Given passage:
I frequently felt conflicted while reading this book, yet not for the reasons presumably intended. Instead of trying to sort out my feelings toward the passively-good and assertively-nasty stereotypes on parade, I was struggling to understand the author's purpose in rehashing these sorry tales: what moral "takeaway" was being posited. This was the kind of book where you find yourself skimming as you near the end, not out of enthusiasm to reach the "thrilling conclusion", but simply to find out where the author is going with all this.

If twist endings are worth points, then I will freely confess that the destination, once reached, came as a complete shock. After slogging through 200 painful pages of remorseless diatribe against the evils of bullying, whether in the classroom or workplace, as directed against ginger kids, black kids, women, the ungainly, the mentally handicapped, and basically anyone other than a white male footballer -- we are stunned in the final pages to learn that it remains acceptable to bully homosexuals; in fact it can even be empowering! Whatever passages of powerful prose or moments of heightened tension the author achieved in the main story (and these were few) were sadly undone by the betrayal, not of character to protagonist, but author to reader, unveiled in the epilogue.

There are several ways an author can approach character-to-character conflict. The underdog can finally overpower or outwit their assailant, leaving the reader vicariously victorious ("win-lose"). Alternately, the conflicted parties can find common ground and set aside their differences, creating an equally satisfying sense of harmony and reconciliation ("win-win"). Less common in popular literature, for the simple reason that they're not fun to read, are the "lose-lose" scenarios in which no party goes home happy, or even worse the "lose-win" conclusion in which the bad guys carry the field. This is not to say that there can be no value in negative conclusions -- tragedies from Greece to Shakespeare to tear-jerker "chick flicks" teach us that we can find wisdom and closure in delving the depths of grief and [others':] misfortune.

Nevertheless, the point of presenting conflict, of immersing the reader in an ugly situation peopled by unprincipled perpetrators and heart-torn victims, is normally to show a path up out of the darkness -- a way to turn horror into victory, or at least a reason to go on living in spite of the pain and heartache which accompanies historically broken human life. Instead, the resolution this book presents is pitifully weak: ultimately amounting to either accepting the status quo (plenty of villians go unpunished, the weak continue to be abused, and nothing really changes); or unexpectedly, joining the abusers and carving out your own little niche of safety by beating down those who would threaten you.

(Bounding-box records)

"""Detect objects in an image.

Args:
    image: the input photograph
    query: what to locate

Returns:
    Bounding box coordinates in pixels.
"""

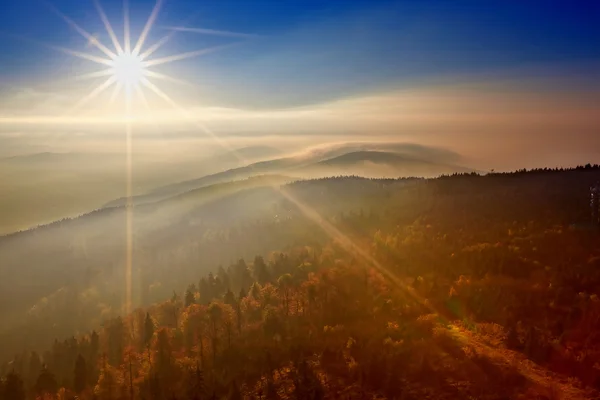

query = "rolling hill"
[105,143,473,207]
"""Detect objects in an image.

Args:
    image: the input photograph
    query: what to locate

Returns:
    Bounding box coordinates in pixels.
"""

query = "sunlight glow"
[111,52,145,87]
[49,0,240,118]
[44,0,251,313]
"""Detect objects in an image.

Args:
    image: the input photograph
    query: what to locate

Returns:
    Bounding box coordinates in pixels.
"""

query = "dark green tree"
[73,354,88,393]
[185,285,196,307]
[34,366,58,397]
[223,289,236,307]
[2,371,25,400]
[253,256,271,285]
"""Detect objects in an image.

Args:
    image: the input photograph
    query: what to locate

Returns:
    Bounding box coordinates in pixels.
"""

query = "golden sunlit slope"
[0,166,600,400]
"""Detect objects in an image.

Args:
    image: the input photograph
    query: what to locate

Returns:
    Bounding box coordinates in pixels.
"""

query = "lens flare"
[111,52,146,87]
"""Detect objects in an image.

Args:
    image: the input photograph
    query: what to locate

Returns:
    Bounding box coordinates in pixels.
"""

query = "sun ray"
[48,3,117,58]
[74,68,113,80]
[108,82,123,105]
[144,70,194,86]
[140,31,175,60]
[133,0,163,54]
[68,76,117,114]
[55,46,112,67]
[134,83,152,110]
[167,26,260,39]
[94,0,123,54]
[123,0,131,54]
[144,43,238,67]
[140,13,198,60]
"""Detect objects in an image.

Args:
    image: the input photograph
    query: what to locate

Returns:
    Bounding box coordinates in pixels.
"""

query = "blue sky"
[0,0,600,108]
[0,0,600,169]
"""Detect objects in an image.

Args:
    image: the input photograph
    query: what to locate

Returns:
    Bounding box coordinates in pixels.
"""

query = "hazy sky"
[0,0,600,168]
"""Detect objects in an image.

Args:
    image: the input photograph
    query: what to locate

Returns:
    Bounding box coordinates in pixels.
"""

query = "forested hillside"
[0,166,600,400]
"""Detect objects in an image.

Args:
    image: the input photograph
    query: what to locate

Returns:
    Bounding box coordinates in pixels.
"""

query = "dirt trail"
[449,325,600,400]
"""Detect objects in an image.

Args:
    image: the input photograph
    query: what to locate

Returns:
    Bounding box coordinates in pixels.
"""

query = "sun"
[50,0,241,114]
[111,52,147,88]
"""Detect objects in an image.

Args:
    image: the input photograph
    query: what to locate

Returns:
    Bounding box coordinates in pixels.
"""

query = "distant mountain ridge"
[105,143,474,207]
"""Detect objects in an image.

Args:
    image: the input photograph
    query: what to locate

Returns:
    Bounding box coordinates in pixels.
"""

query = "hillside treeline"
[1,168,600,400]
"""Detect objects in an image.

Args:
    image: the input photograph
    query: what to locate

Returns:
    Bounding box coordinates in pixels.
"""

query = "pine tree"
[3,371,25,400]
[34,366,58,397]
[144,313,154,347]
[73,354,88,393]
[185,285,196,307]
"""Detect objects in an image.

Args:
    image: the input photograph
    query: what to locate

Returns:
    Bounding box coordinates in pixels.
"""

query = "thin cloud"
[166,26,261,39]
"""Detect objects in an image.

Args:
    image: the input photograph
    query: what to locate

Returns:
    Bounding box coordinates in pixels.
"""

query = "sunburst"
[51,0,236,114]
[42,0,246,313]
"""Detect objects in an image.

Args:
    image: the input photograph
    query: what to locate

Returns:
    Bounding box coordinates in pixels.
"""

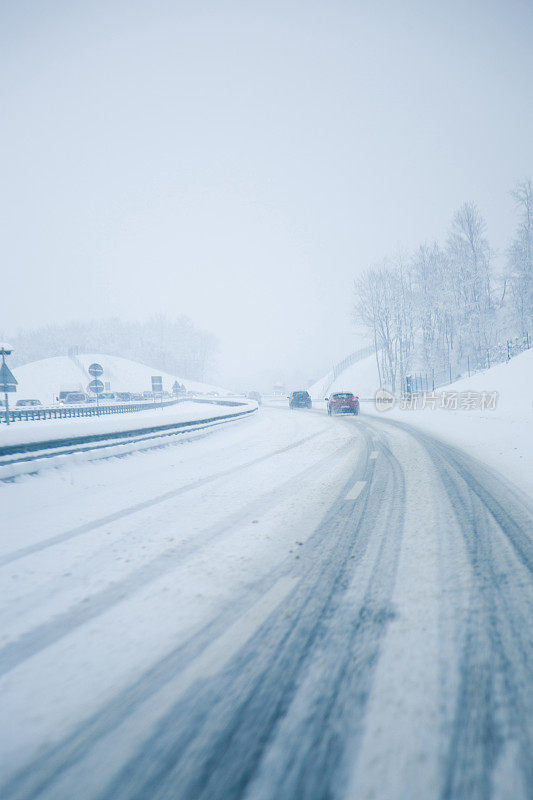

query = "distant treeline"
[9,314,218,381]
[355,179,533,390]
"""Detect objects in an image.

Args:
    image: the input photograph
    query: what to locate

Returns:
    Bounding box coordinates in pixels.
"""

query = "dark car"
[248,392,261,406]
[326,392,359,416]
[289,392,312,408]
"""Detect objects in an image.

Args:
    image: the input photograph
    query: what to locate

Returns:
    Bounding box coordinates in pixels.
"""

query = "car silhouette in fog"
[326,392,359,416]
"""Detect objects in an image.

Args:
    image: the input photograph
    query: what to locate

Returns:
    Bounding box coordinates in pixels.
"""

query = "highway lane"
[0,409,533,800]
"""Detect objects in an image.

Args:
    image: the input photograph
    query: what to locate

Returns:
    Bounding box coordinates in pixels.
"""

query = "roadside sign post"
[88,361,104,416]
[152,375,163,408]
[0,342,17,425]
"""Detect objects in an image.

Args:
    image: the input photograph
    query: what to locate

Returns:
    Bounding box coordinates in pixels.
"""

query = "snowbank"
[363,350,533,498]
[12,353,225,405]
[308,355,379,400]
[0,400,257,447]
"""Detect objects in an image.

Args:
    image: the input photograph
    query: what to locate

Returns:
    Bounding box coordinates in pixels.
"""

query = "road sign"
[0,363,17,394]
[87,378,104,395]
[88,362,104,378]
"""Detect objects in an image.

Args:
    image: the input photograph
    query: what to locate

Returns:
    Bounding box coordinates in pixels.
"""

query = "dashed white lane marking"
[345,481,366,500]
[179,577,299,693]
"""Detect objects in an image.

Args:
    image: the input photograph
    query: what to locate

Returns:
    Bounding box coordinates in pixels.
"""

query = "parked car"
[326,392,359,416]
[289,391,312,408]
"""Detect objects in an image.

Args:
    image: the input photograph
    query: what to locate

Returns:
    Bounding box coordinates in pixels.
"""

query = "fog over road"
[0,407,533,800]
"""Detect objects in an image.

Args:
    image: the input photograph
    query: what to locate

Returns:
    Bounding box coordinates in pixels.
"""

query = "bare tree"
[447,203,494,355]
[506,178,533,335]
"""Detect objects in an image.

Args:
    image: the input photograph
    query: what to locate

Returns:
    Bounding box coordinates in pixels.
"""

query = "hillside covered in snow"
[13,353,224,404]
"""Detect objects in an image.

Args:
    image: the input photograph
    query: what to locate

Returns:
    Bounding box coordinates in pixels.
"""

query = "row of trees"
[6,314,218,381]
[355,180,533,391]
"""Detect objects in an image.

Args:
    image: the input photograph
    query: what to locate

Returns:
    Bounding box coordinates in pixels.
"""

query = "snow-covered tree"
[507,178,533,335]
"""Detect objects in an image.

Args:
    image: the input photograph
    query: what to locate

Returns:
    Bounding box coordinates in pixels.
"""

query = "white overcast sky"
[0,0,533,386]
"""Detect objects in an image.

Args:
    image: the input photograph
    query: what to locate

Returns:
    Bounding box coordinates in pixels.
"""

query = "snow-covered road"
[0,408,533,800]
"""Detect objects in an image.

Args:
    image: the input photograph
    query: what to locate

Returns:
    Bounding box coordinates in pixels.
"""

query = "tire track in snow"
[0,428,327,567]
[0,440,353,676]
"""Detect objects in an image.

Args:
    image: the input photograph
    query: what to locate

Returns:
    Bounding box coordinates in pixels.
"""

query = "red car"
[326,392,359,416]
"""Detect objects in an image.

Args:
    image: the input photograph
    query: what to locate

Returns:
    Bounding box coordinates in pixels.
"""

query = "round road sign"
[88,362,104,378]
[87,379,104,394]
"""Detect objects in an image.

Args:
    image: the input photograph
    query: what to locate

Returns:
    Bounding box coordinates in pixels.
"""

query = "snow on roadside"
[13,353,225,404]
[362,350,533,498]
[0,400,257,447]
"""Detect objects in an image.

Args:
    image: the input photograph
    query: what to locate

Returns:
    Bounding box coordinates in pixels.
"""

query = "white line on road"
[345,481,366,500]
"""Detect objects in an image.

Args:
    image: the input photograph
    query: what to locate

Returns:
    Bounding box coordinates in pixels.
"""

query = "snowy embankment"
[0,400,257,480]
[363,350,533,497]
[309,349,533,496]
[13,353,225,405]
[0,400,252,447]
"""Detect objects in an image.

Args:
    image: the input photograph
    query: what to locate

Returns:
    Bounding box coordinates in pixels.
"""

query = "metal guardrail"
[0,397,185,423]
[0,400,257,480]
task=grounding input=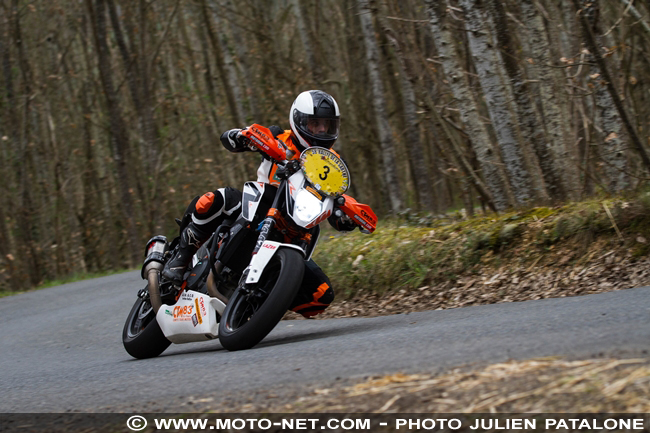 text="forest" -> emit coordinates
[0,0,650,290]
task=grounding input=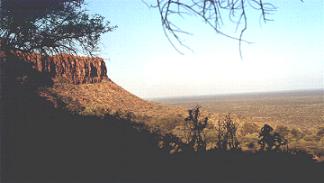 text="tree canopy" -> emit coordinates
[0,0,116,55]
[152,0,276,57]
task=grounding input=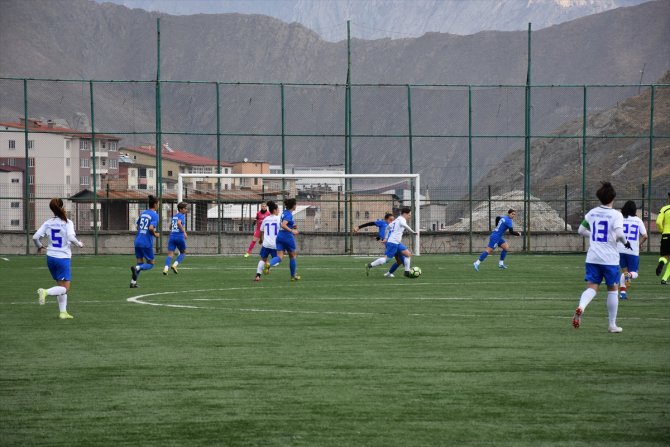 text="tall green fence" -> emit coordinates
[0,78,670,253]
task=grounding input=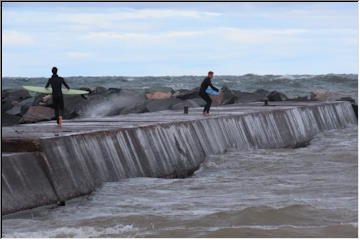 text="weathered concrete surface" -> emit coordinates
[2,102,356,215]
[1,152,57,214]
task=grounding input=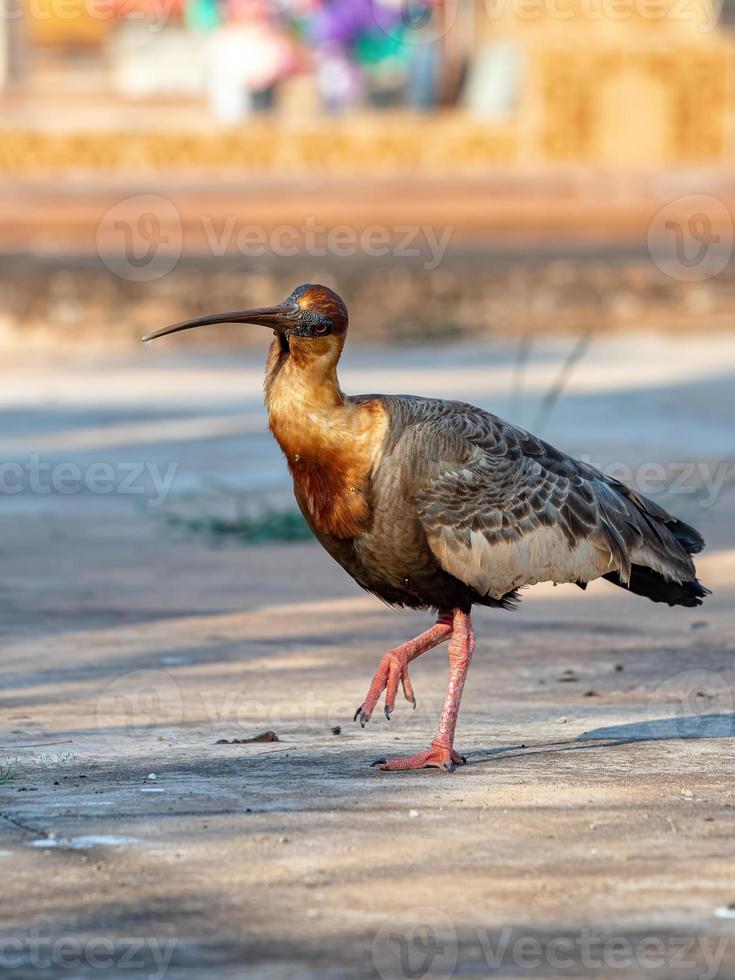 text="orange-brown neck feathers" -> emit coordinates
[266,334,388,538]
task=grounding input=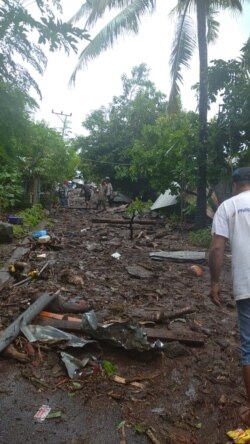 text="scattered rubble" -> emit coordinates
[0,194,245,444]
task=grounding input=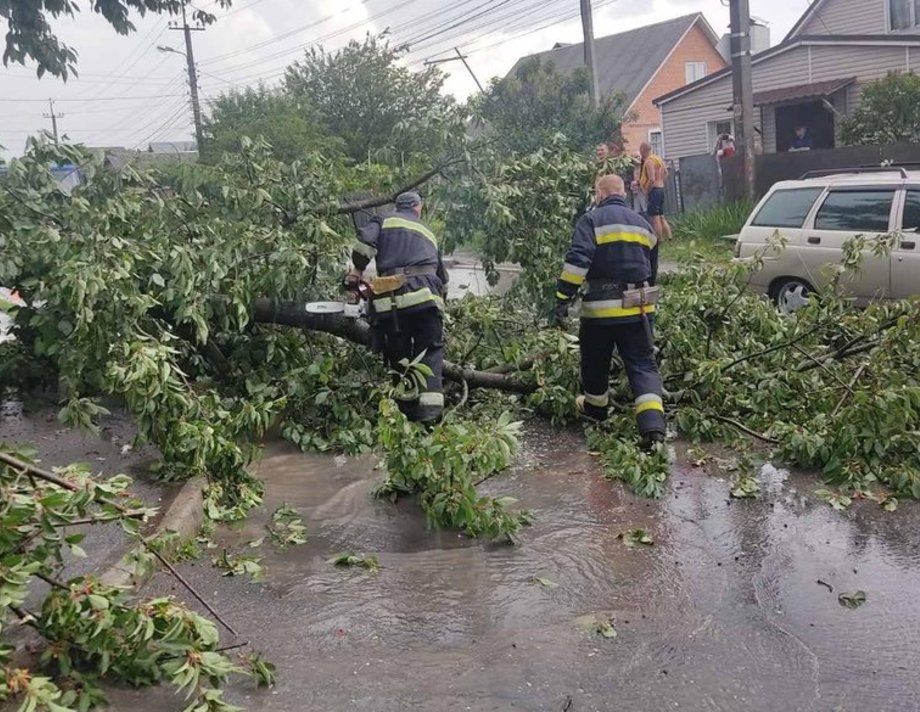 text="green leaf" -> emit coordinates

What you need to do:
**1)** In one to three sentences, explain why the book review says "lose-lose" and "lose-win" scenarios are less common in popular literature.
**2)** Answer these questions from the book review:
(a) How many pages does the reviewer say they slogged through?
(b) What sense does a "win-win" conclusion create?
(c) What three sources of tragedies does the reviewer name?
**3)** Carry on the book review from the point where it stops.
The data above are separate material and have no connection to the book review.

Answers for the tasks:
**1)** The review says these scenarios are less common in popular literature for the simple reason that they are not fun to read. In a "lose-lose" ending no party goes home happy, and in a "lose-win" ending the bad guys carry the field.

**2)**
(a) 200 pages.
(b) A sense of harmony and reconciliation.
(c) Greece, Shakespeare, and tear-jerker "chick flicks."

**3)**
This was not a message worth 300 pages to hear. I chose to read this book because I have a personal interest in the ongoing problem of school bullying, both as a father, former teacher -- and former student. This is a difficult and deep-seated problem which, given the dark roots of human nature, can probably never be completely solved. However, it most certainly can be forcibly addressed through clearly defined and disseminated policies which are unequivocally enforced by responsible and accountable adults in positions of authority.

That is to say, while there may be no silver bullet to magically eliminate bullying throughout our strata of state education, nor fully prevent prejudice and subtle harassment in the modern workplace, there are models of discipline and procedure which have been effectively demonstrated in successful environments which can be studied and reapplied in institutions needing improvement. It was with the hope of finding some such lessons explicated and promoted through narrative example that I picked up this book, accepting the misery and tabloid squalor of the early chapters as the presumed on-ramp to an escalation ultimately showing one or more proposed paths to resolution.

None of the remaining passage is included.